■ **Entries**:
════════

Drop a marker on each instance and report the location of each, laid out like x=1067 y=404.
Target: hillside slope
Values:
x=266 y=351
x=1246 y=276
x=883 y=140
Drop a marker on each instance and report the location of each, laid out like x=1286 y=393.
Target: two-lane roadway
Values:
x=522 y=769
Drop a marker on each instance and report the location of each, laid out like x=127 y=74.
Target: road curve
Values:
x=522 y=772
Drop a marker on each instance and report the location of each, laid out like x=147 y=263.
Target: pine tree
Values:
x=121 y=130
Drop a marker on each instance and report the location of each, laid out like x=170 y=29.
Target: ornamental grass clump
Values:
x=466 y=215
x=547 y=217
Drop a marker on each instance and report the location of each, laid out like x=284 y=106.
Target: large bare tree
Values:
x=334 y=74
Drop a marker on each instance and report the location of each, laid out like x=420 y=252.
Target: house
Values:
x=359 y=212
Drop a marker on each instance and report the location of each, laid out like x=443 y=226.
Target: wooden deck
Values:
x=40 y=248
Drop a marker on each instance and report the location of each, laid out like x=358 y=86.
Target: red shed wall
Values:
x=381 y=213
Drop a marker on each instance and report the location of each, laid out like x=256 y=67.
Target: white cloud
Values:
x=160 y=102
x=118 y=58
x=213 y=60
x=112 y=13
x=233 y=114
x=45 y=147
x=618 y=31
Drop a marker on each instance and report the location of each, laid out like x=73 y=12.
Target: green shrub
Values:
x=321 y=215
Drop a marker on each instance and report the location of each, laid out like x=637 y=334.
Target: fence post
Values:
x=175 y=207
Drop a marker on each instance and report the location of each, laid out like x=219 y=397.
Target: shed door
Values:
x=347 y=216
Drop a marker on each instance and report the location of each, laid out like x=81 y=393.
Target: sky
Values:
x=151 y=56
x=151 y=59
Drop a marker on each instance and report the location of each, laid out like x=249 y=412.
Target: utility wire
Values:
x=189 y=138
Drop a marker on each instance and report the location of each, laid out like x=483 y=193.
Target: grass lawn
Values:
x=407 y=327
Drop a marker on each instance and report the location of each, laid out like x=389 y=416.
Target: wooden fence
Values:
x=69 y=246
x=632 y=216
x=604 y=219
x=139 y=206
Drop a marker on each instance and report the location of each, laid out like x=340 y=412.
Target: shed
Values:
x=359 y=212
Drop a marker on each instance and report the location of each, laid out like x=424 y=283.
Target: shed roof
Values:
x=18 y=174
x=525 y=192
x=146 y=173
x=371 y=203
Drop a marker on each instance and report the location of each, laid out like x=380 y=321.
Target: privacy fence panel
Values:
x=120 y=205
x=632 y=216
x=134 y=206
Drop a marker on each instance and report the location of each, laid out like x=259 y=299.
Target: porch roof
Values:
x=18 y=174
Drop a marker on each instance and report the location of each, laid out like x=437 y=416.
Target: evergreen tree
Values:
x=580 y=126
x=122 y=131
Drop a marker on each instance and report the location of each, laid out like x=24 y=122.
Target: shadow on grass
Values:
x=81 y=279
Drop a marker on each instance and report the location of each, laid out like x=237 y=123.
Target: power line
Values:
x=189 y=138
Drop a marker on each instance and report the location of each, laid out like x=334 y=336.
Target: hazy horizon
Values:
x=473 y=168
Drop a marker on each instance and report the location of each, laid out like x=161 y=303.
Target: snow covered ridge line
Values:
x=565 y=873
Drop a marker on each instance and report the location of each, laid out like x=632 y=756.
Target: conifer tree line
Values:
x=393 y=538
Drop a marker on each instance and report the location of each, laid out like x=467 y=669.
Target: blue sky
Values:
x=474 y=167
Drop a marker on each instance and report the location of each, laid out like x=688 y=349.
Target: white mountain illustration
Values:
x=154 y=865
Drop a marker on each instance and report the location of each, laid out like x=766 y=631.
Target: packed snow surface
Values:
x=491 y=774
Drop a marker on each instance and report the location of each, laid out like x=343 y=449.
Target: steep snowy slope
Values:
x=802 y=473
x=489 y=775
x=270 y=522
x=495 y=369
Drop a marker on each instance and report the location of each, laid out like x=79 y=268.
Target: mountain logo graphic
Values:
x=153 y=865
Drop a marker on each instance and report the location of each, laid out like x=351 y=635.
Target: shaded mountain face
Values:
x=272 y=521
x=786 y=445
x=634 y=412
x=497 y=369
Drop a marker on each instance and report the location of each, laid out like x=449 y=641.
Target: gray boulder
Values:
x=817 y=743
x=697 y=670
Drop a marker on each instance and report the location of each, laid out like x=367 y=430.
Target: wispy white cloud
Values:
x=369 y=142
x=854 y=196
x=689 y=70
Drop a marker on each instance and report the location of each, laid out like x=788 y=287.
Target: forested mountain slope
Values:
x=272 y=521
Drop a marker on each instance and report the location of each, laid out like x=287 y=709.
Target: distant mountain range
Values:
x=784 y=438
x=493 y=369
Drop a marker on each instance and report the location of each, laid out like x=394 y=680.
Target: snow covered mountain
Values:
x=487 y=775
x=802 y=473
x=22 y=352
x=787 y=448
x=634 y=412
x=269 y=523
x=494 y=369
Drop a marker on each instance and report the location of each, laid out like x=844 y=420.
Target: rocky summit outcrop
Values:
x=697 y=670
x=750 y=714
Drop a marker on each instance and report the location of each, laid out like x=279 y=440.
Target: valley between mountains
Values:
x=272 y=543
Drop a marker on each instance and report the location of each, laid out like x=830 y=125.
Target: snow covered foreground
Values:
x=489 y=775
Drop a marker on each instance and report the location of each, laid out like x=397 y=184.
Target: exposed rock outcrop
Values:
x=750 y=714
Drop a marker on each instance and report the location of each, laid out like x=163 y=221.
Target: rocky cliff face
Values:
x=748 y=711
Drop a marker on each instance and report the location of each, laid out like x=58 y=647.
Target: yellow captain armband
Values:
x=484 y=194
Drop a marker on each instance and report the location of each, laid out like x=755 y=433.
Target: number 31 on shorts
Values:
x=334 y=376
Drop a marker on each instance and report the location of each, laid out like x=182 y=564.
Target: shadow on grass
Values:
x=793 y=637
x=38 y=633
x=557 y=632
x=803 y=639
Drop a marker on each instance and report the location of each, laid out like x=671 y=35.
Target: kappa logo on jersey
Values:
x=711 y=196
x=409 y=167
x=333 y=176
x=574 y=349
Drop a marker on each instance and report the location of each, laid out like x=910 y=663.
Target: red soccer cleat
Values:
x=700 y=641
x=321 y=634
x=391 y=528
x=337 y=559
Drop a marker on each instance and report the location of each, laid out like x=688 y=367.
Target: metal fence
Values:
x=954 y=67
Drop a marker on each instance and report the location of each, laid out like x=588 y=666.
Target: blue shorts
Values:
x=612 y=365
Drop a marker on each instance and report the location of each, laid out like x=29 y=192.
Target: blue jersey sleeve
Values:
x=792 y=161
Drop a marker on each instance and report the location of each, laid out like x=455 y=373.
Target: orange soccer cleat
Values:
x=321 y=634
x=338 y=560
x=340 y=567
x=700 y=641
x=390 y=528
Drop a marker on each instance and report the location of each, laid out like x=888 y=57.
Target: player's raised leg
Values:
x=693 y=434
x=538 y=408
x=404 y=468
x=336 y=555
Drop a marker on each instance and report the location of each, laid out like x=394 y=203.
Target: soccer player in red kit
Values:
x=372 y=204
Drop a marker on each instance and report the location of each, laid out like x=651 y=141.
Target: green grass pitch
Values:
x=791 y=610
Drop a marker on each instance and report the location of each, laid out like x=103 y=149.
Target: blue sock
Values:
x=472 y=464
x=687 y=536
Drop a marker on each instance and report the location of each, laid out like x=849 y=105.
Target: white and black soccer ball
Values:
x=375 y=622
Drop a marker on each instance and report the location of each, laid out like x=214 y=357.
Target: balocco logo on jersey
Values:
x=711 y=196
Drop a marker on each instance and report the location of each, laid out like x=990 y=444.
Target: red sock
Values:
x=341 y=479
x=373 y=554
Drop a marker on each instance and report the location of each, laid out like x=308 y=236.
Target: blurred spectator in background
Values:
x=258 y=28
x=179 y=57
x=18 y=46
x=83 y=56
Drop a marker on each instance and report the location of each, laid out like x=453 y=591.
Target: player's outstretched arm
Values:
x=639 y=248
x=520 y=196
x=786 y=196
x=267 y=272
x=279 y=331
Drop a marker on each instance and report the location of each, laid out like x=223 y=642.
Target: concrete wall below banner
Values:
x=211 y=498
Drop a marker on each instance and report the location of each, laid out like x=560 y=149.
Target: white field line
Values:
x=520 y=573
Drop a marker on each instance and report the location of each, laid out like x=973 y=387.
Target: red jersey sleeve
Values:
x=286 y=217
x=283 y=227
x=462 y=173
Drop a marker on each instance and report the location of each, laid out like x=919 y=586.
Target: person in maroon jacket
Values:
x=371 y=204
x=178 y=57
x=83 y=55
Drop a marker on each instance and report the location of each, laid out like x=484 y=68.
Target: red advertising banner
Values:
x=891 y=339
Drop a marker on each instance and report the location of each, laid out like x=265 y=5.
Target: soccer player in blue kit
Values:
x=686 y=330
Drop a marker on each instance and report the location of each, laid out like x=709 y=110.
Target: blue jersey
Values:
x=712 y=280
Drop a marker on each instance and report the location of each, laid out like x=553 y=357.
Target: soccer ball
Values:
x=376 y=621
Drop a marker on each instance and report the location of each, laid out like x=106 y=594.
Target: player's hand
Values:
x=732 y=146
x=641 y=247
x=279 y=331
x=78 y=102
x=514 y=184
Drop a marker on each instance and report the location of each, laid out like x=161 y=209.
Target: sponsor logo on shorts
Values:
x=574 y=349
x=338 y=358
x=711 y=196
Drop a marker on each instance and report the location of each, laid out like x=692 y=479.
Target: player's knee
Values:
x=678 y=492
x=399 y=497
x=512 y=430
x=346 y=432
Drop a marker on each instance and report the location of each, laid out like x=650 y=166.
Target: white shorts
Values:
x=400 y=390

════════

■ **Problem details**:
Return verbatim the lines of the records, beginning with the first line and continuing through the line that contains "x=381 y=213", with both of these lines included.

■ **Exercise result**:
Drop a marker on each instance and report the location of each, laid out like x=1067 y=404.
Target: hillside slope
Values:
x=266 y=351
x=1246 y=276
x=883 y=140
Drop a marker on each instance and report the location of each, laid out like x=1286 y=393.
Target: two-lane roadway
Values:
x=522 y=769
Drop a marker on each instance and report the location of each, laid out like x=127 y=74.
Target: road curve
Values:
x=522 y=772
Drop a marker on each instance and report the location of each, laid out like x=147 y=263.
Target: pine tree
Values:
x=121 y=130
Drop a marker on each instance and report the location of each, laid out like x=170 y=29.
Target: ornamental grass clump
Values:
x=466 y=215
x=547 y=217
Drop a marker on each instance and report the location of each, laid out like x=284 y=106.
Target: large bare tree
Values:
x=334 y=74
Drop a marker on each instance and report the location of each, laid out like x=420 y=252.
Target: house
Values:
x=359 y=212
Drop a marker on each instance and report the location of each, laid out like x=443 y=226.
Target: wooden deck
Values:
x=40 y=248
Drop a marker on each instance and report the location of each, laid out like x=358 y=86.
Target: red shed wall
Values:
x=381 y=213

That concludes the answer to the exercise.